## begin Records for processing
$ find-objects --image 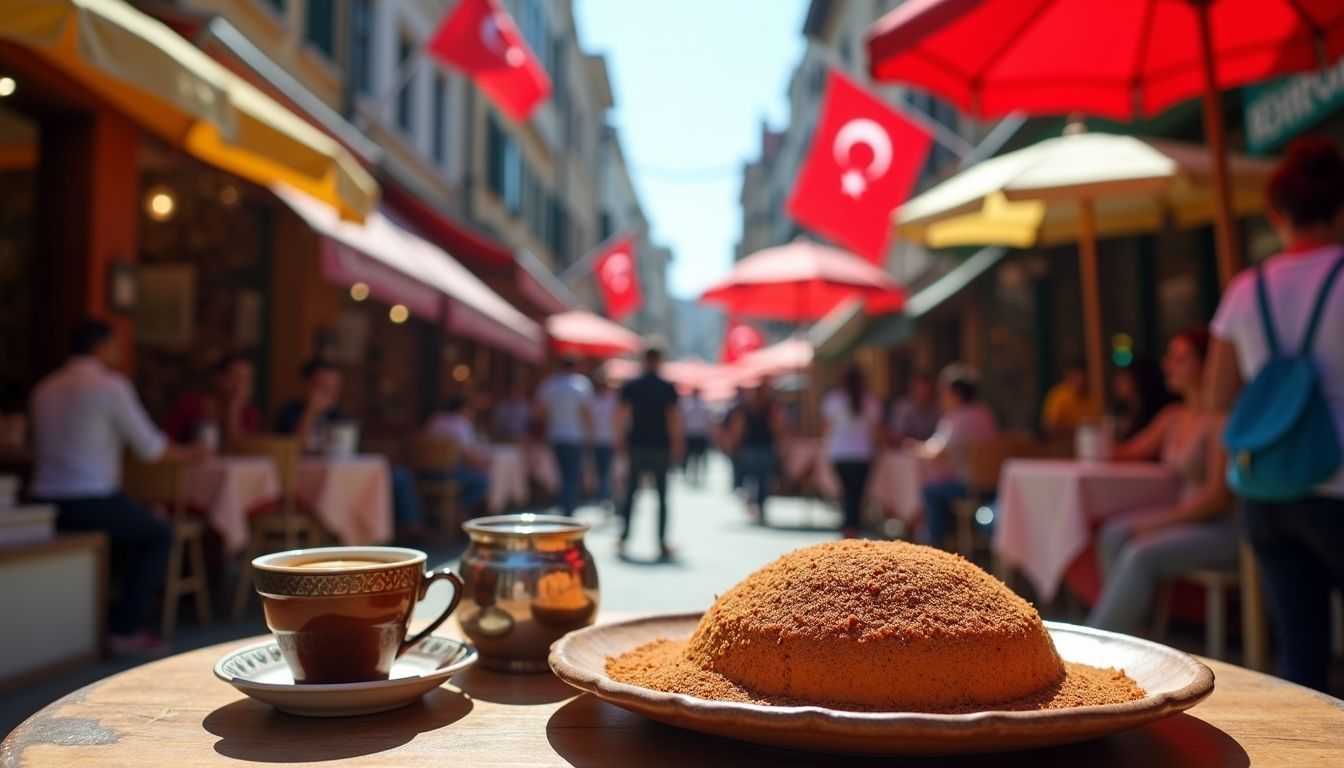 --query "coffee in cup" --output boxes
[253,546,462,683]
## end Records for processing
## begin Records for processing
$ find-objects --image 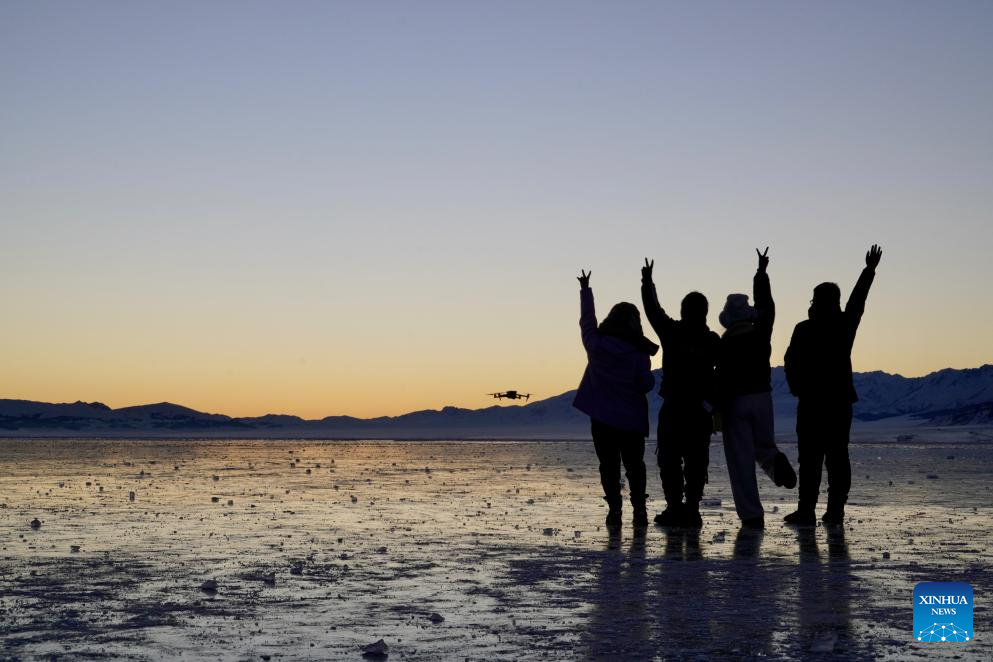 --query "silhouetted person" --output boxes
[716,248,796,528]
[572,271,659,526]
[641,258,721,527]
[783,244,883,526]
## end Records for processing
## begin Records for processing
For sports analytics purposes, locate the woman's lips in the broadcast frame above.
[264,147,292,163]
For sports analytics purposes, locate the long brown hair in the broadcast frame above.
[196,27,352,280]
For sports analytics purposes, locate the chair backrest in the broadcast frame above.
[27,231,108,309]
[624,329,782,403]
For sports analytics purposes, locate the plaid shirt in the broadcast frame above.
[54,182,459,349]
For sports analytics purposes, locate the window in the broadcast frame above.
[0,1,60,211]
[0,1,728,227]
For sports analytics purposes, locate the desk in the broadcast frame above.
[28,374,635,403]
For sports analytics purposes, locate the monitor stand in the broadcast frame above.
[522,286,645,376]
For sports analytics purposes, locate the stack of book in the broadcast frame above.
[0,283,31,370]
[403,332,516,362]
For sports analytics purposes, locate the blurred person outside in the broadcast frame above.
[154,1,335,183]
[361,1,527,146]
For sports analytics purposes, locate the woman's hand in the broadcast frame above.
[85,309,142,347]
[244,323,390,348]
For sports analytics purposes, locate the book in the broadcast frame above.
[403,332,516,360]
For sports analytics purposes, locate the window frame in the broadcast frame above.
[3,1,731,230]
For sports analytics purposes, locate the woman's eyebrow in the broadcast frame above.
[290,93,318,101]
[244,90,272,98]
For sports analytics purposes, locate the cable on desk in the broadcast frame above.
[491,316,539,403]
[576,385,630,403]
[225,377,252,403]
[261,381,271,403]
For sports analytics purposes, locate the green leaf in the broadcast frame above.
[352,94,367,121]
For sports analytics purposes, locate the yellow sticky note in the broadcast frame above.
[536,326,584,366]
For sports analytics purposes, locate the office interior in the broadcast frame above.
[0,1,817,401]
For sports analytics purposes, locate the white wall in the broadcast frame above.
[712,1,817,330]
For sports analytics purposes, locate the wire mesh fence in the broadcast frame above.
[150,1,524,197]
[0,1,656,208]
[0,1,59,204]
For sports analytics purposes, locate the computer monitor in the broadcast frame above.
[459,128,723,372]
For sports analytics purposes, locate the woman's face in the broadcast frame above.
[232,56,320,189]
## end Records for processing
Please copy the data word for word, starting at the line that contains "For sports analytics purposes, locate the office" and ending at the line that contains "[232,56,320,189]", with both of those lines included.

[Written answer]:
For sports analytics purposes, locate the office interior in the broadcast frame above.
[0,1,817,401]
For sports analytics purposes, locate the white wall in the broadcast frame above.
[712,1,817,330]
For sports analytics purposes, locate the wire mesh fence in the broadcast frame above.
[150,1,524,197]
[0,1,656,208]
[0,1,59,204]
For sports analytics purposes, locate the computer monitor in the broadcast frame above.
[459,128,723,372]
For sports analytics purposes, locate the woman's face in the broadcast frame above.
[232,56,320,189]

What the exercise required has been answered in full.